EXTRACT –
[start]

Some metal bands operate like businesses. Giant Squid operate more like a family project. They are not bound to the rigors of press and tour cycles; instead, they work whenever the real-life pressures of career, school, and child-rearing allow. This irregular schedule has kept them from achieving the visibility that their music deserves, but it has also allowed Aaron Gregory, the band’s paterfamilias, to shepherd the group through countless lineup changes over its decade-long existence.

Gregory is a paterfamilias in more than one sense. He has a child with his bandmate & metal-cellist-at-large Jackie Gratz. The complexities of their personal and professional lives have slowed Giant Squid’s release schedule. Their fans have waited for four years since their last full-length The Ichthyologist, and two since their nearly-full-length EP Cenotes.

In the meantime, their label Translation Loss has reissued Monster in the Creek, an out-of-print EP that Giant Squid self-released in 2005. The updated version of the EP includes a new layout, a variety of demo versions and live cuts, and a DVD that features interviews, studio clips, and live footage from the era. We’ve got some of that live footage streaming below; the original EP is embedded above.

Making music is always a personal endeavor, but Gregory’s band is an unusually intimate extension of his personal life. I caught up with him via e-mail about the re-release and Giant Squid’s current status.

— Doug Moore

Giant Squid – “Dare We Ask the Widow,” October 2005

Monster In the Creek originally came out in 2005, between the original recording of Metridium Fields in 2003 and the re-recording in 2006. The lineup has turned over substantially since then. Who was involved in Monster in the Creek, and who’s still around?

It’s hard even for me to keep track of who was around during some of these eras, such as who was there to help write the songs versus who actually lasted long enough to record them. We have a horrible track record with drummers. We always seem to find incredible ones; they just don’t stick around. We’re coming in to our tenth year now, and so I can’t remember why half of these big line-up changes happened. Some were dramatic, some were just people needing to move on. Bryan is way better at remembering exactly the way things went down and why.

[end]

TASK REQUIREMENTS –
• a. Answer these questions from the Giant Squid article:
(i) How many years have fans waited since The Ichthyologist?
(ii) In what year did the band self-release Monster in the Creek?
(iii) Which label reissued Monster in the Creek?
• b. For each statement, say whether the Giant Squid article agrees with it, and quote the words that decide it.
(i) Giant Squid works around strict press and tour cycles.
(ii) Jackie Gratz plays cello.
(iii) The reissue of Monster in the Creek comes with a DVD.
• c. Output the Giant Squid article word for word from "Giant Squid –" to "down and why.".
The material that comes after the Giant Squid article is from a different source.

SUPPLIED MATERIAL –
[start]

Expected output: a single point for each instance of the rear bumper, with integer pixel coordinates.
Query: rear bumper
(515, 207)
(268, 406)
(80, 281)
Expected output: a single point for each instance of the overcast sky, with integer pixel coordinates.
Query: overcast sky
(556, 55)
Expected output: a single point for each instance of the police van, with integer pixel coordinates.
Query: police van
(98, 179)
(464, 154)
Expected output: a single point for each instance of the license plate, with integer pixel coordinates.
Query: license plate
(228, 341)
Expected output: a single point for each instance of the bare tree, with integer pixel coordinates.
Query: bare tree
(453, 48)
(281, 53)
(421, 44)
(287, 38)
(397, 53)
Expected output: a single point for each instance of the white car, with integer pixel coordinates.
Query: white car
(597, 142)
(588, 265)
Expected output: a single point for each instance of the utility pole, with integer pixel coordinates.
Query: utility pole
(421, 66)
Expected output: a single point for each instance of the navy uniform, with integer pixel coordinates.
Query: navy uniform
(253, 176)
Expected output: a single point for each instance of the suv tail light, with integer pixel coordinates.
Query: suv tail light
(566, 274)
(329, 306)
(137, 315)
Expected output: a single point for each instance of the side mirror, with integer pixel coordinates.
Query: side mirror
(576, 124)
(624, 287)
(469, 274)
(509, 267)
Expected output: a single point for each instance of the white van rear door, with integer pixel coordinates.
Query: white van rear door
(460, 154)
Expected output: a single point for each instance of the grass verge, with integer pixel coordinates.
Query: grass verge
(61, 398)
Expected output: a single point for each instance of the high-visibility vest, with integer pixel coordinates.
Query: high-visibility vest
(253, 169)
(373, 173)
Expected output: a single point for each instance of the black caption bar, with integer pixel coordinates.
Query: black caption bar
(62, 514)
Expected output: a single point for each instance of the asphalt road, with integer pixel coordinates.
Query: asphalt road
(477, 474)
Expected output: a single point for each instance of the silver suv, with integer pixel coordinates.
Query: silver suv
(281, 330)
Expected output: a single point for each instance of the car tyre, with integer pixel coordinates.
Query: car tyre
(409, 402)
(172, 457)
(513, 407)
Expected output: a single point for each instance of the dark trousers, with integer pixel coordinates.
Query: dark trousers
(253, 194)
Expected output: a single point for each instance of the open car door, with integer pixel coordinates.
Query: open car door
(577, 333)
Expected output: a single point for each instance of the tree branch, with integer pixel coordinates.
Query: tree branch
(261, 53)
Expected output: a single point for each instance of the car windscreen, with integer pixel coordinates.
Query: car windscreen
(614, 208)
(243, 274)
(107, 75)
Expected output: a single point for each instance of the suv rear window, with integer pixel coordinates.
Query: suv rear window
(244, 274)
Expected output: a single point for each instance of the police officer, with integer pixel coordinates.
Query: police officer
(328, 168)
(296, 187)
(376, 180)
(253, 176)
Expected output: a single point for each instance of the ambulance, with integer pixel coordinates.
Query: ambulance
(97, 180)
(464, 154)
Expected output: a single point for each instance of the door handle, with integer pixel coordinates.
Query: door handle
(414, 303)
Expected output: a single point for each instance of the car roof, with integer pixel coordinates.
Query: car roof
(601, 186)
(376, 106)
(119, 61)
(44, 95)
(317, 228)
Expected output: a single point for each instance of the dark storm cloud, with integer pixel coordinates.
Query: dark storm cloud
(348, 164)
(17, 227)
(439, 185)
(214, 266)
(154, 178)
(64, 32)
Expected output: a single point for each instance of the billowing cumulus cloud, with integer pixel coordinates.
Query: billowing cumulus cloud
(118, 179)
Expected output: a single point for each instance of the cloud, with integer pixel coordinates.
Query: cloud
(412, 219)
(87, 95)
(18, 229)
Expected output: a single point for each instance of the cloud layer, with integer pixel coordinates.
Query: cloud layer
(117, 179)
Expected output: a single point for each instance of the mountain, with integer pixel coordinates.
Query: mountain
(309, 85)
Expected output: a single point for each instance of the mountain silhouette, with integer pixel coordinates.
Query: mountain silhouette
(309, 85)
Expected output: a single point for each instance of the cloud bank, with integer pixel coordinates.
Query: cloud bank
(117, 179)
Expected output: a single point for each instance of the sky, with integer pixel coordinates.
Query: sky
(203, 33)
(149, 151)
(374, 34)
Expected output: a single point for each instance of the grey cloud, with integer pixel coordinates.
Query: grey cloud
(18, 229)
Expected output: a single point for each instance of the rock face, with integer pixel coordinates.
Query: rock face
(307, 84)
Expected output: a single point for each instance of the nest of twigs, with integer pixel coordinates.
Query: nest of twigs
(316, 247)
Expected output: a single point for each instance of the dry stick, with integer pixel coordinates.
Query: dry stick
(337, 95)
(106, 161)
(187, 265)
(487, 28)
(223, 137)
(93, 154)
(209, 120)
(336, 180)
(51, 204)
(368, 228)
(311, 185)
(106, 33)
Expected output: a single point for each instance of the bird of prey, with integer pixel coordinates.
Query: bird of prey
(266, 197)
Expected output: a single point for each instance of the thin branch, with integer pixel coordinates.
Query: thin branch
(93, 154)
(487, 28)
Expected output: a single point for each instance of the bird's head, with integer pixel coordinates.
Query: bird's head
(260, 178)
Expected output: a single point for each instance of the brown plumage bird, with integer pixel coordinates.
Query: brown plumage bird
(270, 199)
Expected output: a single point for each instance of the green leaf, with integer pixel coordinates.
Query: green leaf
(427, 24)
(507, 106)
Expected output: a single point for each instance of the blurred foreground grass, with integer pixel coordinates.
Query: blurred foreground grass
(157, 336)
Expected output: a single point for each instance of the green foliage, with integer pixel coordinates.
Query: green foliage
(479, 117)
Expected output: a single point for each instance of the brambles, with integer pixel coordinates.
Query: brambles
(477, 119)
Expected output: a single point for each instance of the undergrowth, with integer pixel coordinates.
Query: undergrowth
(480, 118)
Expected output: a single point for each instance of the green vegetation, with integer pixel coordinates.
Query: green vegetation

[end]
[start]

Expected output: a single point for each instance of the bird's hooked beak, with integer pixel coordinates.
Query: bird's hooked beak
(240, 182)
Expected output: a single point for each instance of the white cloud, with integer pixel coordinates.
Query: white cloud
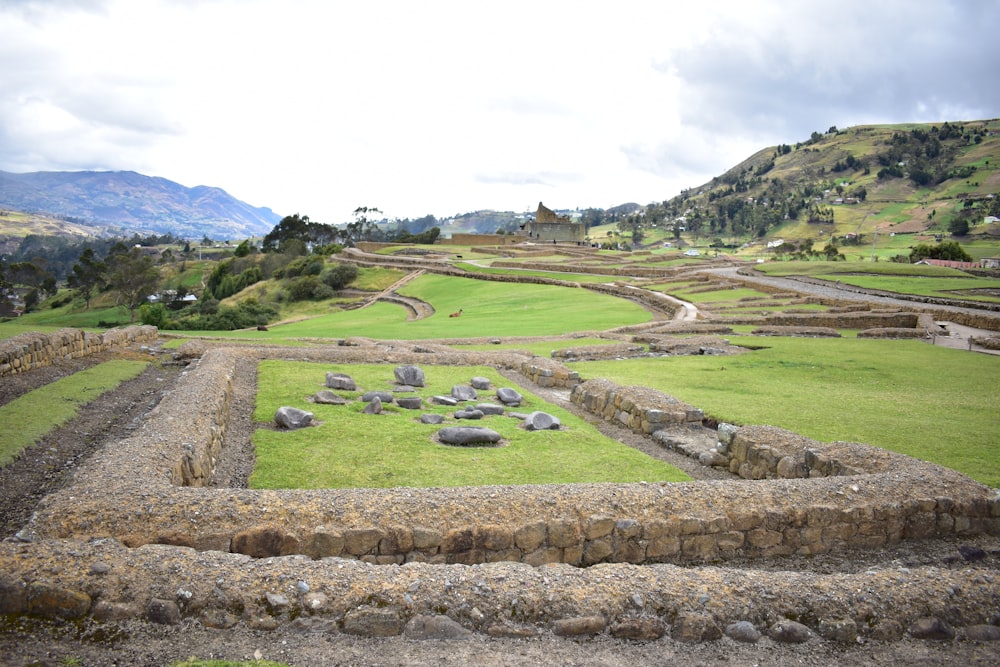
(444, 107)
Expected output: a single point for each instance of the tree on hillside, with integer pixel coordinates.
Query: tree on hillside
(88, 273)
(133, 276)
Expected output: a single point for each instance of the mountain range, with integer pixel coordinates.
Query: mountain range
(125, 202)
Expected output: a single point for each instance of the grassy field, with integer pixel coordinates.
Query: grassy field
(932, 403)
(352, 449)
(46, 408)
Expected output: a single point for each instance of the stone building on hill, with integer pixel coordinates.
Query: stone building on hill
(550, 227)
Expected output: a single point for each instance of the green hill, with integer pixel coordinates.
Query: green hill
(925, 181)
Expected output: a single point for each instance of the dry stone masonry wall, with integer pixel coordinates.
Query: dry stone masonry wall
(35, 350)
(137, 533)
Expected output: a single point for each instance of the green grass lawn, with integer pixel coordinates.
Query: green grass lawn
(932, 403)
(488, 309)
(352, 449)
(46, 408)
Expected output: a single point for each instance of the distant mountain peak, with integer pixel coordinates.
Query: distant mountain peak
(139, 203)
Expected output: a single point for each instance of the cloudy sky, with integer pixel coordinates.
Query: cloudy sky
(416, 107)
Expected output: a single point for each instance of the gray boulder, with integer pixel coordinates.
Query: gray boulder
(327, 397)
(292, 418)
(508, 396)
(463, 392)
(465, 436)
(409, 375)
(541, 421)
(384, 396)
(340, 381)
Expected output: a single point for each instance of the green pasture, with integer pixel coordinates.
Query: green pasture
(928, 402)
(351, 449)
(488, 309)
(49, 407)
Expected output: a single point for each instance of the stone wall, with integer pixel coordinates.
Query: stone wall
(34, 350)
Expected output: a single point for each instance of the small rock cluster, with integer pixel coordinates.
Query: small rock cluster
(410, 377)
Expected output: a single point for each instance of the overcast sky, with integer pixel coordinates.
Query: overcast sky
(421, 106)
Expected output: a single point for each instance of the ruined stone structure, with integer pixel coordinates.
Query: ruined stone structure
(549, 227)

[end]

REPLIES –
• a.
(i) Four years
(ii) 2005
(iii) Translation Loss

• b.
(i) No: "They are not bound to the rigors of press and tour cycles"
(ii) Yes: "his bandmate & metal-cellist-at-large Jackie Gratz"
(iii) Yes: "a DVD that features interviews, studio clips, and live footage from the era"

• c.
Giant Squid – “Dare We Ask the Widow,” October 2005

Monster In the Creek originally came out in 2005, between the original recording of Metridium Fields in 2003 and the re-recording in 2006. The lineup has turned over substantially since then. Who was involved in Monster in the Creek, and who’s still around?

It’s hard even for me to keep track of who was around during some of these eras, such as who was there to help write the songs versus who actually lasted long enough to record them. We have a horrible track record with drummers. We always seem to find incredible ones; they just don’t stick around. We’re coming in to our tenth year now, and so I can’t remember why half of these big line-up changes happened. Some were dramatic, some were just people needing to move on. Bryan is way better at remembering exactly the way things went down and why.